• THE REQUEST: Rewrite the lines below, substituting "object localization" for each occurrence of "object detection" and keeping everything else unchanged.

• TASK MATERIAL:
####

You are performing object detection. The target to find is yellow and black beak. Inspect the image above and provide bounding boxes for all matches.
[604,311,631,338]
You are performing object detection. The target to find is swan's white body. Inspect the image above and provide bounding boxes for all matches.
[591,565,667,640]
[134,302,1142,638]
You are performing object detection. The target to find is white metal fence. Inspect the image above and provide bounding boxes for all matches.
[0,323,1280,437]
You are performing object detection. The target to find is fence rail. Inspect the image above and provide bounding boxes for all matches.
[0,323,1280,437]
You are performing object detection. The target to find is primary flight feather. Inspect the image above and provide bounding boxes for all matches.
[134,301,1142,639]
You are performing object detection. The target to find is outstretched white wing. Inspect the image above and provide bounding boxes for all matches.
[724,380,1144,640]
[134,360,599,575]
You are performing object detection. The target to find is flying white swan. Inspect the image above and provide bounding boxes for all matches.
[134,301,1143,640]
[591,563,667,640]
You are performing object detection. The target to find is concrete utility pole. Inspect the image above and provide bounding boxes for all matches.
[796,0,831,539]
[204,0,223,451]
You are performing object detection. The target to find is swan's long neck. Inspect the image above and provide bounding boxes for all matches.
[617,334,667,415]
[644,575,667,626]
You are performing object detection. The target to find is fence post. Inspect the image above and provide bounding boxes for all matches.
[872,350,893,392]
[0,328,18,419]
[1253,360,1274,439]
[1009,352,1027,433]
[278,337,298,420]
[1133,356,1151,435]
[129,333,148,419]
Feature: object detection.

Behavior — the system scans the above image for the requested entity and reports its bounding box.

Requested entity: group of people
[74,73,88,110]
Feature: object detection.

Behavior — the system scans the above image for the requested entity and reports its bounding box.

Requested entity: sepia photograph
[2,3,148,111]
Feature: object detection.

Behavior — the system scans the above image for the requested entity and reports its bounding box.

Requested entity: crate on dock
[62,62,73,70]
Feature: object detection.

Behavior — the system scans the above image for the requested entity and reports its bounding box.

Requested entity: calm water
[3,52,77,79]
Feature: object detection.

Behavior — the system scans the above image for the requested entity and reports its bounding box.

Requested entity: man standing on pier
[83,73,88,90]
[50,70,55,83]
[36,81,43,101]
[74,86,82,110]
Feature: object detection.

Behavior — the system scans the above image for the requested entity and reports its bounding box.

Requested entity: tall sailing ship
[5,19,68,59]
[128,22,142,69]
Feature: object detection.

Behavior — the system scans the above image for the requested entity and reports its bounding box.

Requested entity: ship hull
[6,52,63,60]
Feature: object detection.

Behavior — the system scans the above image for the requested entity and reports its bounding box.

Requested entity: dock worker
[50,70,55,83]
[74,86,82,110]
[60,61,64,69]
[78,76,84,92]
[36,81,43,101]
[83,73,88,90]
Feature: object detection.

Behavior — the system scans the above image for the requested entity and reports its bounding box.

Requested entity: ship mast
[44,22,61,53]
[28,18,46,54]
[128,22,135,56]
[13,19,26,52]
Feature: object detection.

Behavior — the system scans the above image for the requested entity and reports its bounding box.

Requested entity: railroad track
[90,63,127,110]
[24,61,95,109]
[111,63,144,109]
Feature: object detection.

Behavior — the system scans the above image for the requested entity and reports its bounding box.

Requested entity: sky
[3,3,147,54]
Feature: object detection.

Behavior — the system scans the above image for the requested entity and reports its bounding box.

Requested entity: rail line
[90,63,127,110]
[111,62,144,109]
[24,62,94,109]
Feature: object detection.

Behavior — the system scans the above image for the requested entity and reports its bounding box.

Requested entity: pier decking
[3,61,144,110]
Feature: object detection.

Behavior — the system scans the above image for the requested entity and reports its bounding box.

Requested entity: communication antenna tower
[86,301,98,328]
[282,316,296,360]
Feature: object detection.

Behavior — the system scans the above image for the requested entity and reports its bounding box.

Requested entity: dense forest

####

• THE REPLY:
You are performing object localization. The target to find is yellow and black beak. Inspect the image above and provide bounding boxes for all matches.
[604,311,631,338]
You are performing object localization. The target to find is swan's white body. Inspect the image above and provide bounding boxes for all matches.
[591,565,667,640]
[134,302,1142,638]
You are performing object localization. The target to find is white metal fence. Inspect the image above and provide bounding boxes for all matches.
[0,323,1280,437]
You are performing object localization. The target to find is fence rail. Inspect the image above and provide bounding boxes for all matches.
[0,323,1280,437]
You are performing object localization. The target to find is primary flight feather. Inspect the image above and provide bounding boxes for all matches.
[134,301,1142,639]
You are performing object localization. The target to find is outstretched white wing. Inspect the image above and provide bounding boxes for all matches.
[724,380,1144,640]
[134,360,599,575]
You are performing object localization. The target to find is flying white swan. Inspect the image above and provide bounding boxes for all matches.
[134,301,1143,640]
[591,563,667,640]
You are performing object localization. The target to find is concrete utility pole. Inspect the image above and provide bounding boxes for all matches.
[796,0,831,539]
[204,0,223,451]
You are performing object localization. The target to find is swan's long neck. Inspect the image above and provide bounding boxes for all matches.
[617,334,667,415]
[644,575,667,626]
You are performing object localization. The target to find is fence post. Inspect the image above and provide bounding boxes for all matches.
[872,350,893,392]
[0,328,18,419]
[1253,360,1274,439]
[1009,352,1027,433]
[278,337,298,420]
[1133,356,1151,435]
[129,333,148,419]
Feature: object localization.

Behavior — the system scans the above image for the requested entity and reports its bounding box.

Requested entity: group of people
[74,73,88,110]
Feature: object localization.

Behavior — the system scans the above image for the requested entity and reports its bounding box.

Requested entity: sepia photograph
[2,3,148,111]
Feature: object localization.

Behavior — the system scans the above image for the requested entity and reports its bounding box.

Requested entity: crate on dock
[62,62,73,70]
Feature: object localization.

Behavior — the system scans the above image for the requested entity and reports its bounding box.

Requested entity: calm water
[3,52,77,79]
Feature: object localization.

Behavior — the system scans the above image for the requested entity and reports its bounding box.

Requested entity: man standing on pier
[83,73,88,90]
[50,70,55,83]
[36,81,43,101]
[74,86,82,110]
Feature: object localization.

Behavior — the system scans the above image for the requested entity and reports its bounding box.

Requested entity: tall sailing ship
[5,19,68,59]
[128,22,142,69]
Feature: object localization.

Behavior — the system scans the above image for the requested entity and reports its bounding box.

Requested entity: ship hull
[6,52,63,60]
Feature: object localization.

Behavior — the system scans the above image for the requested entity and reports its bounding box.

Requested entity: dock worker
[50,70,55,83]
[74,86,82,110]
[60,61,64,69]
[78,76,84,92]
[36,81,43,101]
[83,73,88,90]
Feature: object localization.

Behavior — the system scans the above image for the requested entity and reports its bounding box.

Requested entity: ship mast
[44,22,61,53]
[28,18,46,54]
[128,22,135,56]
[13,19,26,52]
Feature: object localization.

Behavior — the system scans the above image for the requested entity and reports its bounding box.

Requested entity: railroad track
[90,63,127,110]
[24,61,95,109]
[111,63,144,109]
Feature: object localization.

Behavior — the system scans the above image for the requested entity and reports its bounding box.

Requested entity: sky
[3,3,147,54]
Feature: object localization.

Behavior — the system scans the above image for the requested entity and reports its bounding box.

Requested entity: rail line
[90,63,127,110]
[111,62,144,109]
[24,62,94,109]
Feature: object localization.

Behavior — the system scans the above image for the requested entity and reports its bounding box.

Requested entity: pier decking
[3,61,144,110]
Feature: object localization.

Behavior — the system scans the above image for the requested entity and reports its bounding box.

Requested entity: communication antenna tower
[86,301,98,328]
[282,316,296,360]
Feature: object localization.

Behavior — the system scans the above image for the requested entity and reports its bounding box.

Requested entity: dense forest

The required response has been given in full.